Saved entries
Segment Open
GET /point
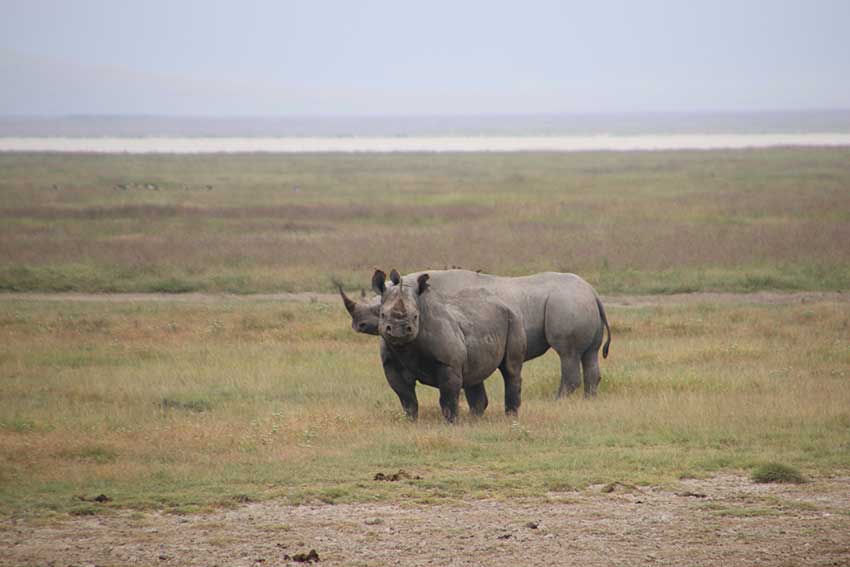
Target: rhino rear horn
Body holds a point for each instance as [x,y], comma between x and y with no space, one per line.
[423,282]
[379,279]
Segment Closed
Segment Open
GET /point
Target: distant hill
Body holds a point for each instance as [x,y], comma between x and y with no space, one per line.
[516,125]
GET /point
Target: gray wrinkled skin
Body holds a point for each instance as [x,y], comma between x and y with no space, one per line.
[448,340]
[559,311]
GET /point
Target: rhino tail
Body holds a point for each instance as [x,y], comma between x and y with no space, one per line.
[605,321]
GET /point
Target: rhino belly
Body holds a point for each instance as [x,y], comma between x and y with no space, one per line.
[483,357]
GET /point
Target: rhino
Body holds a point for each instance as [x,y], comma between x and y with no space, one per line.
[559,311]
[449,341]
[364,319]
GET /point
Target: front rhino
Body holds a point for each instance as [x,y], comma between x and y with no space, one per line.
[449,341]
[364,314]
Segment Closed
What is expected: Among the records, find every line with the word "rhino" and copy it.

Solved exercise:
Target: rhino rear horn
Target: rhino tail
Target: rhino belly
Target: rhino
Target: front rhino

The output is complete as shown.